Task to complete
Copy the items below word for word, starting with the line that contains "Reviewer note: verify one keypoint per instance of the tree." and ending with the final line of the items, both included.

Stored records

%%

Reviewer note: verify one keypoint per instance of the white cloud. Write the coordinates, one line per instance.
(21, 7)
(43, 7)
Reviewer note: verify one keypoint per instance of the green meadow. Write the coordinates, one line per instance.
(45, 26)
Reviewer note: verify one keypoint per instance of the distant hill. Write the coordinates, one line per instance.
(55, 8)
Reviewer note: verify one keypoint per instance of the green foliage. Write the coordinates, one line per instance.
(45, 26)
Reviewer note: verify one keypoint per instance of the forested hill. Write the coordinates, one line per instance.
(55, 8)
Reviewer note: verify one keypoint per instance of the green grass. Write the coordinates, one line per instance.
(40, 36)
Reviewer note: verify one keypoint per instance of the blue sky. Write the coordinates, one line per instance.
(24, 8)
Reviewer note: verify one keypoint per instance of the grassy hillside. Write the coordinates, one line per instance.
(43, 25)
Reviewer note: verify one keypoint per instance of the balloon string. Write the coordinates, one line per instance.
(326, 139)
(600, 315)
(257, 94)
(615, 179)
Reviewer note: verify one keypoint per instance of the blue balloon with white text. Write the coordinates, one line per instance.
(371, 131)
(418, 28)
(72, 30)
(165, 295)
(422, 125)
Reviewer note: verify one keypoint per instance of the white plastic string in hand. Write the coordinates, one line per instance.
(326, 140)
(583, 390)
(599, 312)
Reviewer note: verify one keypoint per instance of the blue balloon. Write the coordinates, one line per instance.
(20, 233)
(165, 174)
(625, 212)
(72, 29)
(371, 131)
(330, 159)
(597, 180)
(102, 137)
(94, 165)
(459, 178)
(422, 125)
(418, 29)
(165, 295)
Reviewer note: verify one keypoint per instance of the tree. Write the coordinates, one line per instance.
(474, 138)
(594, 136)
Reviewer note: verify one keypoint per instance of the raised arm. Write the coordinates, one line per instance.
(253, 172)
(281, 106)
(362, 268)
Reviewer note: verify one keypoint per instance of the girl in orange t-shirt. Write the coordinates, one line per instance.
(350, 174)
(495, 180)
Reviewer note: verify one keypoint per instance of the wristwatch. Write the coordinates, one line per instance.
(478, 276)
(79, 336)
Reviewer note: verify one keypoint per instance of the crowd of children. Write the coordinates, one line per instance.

%%

Written solution
Reviewer note: verify one keypoint per instance of the tree. Write the coordinates, one line per instance.
(474, 138)
(594, 136)
Reviewer note: verify one keypoint per instance of the raised arm. Write the coordinates, one line per instance.
(253, 172)
(281, 106)
(362, 268)
Reviewer note: verify one keypoint per instance of the girl in orange t-shirt. Write the coordinates, one line per instance.
(350, 174)
(495, 180)
Reviewer note: verify one keypoint per instance of the wristwatch. Write the coordinates, one line per instance.
(478, 276)
(79, 336)
Reviewer note: verify one keypoint per instance of the crowd of children. Write the coordinates, one line per instance.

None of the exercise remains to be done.